[Supplied passage Boundary: Start]

According to the Butterfly Foundation, eating disorders are "highly complex and serious mental and physical illnesses" that can affect people of all ages. It’s a distressing fact that eating disorders have increased significantly in the past decade. In this article we take a closer look at eating disorders.
Eating Disorders Explained
Eating disorders take control over a person’s eating, body shape, weight, exercise routine, self-esteem and body perception. Often, sufferers develop eating disorders when trying to cope with untreated psychological or emotional issues.
Around 2 to 3 per cent of the population has an eating disorder and while it tends to affect women, many men go undiagnosed.
Types of Eating Disorders
Eating disorders include:
- Anorexia nervosa: the person uses starvation and sometimes purging to lose weight.
- Bulimia nervosa: this involves cycles of bingeing on food and then purging. Laxatives, enemas or self-induced vomiting may be used to purge food.
- Binge eating disorders: this involves eating excessively, without purging.
- Unspecified eating disorders: Eating disorders that do not fit the above criteria are known as Eating Disorders Not Otherwise Specified (EDNOS).

[Supplied passage Boundary: End]
[Record set Boundary: Start]

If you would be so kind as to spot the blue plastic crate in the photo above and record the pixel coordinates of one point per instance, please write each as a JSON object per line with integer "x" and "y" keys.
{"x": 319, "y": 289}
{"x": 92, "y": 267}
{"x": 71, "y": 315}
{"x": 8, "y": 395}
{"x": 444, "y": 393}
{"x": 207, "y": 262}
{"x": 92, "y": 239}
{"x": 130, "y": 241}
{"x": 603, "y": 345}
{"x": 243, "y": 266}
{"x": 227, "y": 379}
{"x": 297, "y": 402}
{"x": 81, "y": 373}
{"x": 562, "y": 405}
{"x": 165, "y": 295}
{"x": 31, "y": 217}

[Record set Boundary: End]
[Record set Boundary: Start]

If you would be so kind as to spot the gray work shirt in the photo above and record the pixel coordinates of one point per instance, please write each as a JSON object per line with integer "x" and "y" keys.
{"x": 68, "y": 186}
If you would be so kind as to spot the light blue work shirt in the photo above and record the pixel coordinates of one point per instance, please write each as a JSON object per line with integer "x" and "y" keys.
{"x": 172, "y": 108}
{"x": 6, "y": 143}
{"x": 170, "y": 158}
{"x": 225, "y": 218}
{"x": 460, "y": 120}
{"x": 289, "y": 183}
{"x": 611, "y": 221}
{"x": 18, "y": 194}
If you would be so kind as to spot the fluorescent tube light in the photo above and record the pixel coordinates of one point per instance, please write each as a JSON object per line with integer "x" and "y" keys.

[Record set Boundary: End]

Work task - Summarize the article on eating disorders above in exactly two sentences.

Exercise output - Eating disorders are complex, serious mental and physical illnesses that can affect people of all ages. They take control over a person's eating, weight and self-perception, often developing as a way to cope with untreated psychological or emotional issues, and they include anorexia nervosa, bulimia nervosa, binge eating disorders and unspecified eating disorders (EDNOS).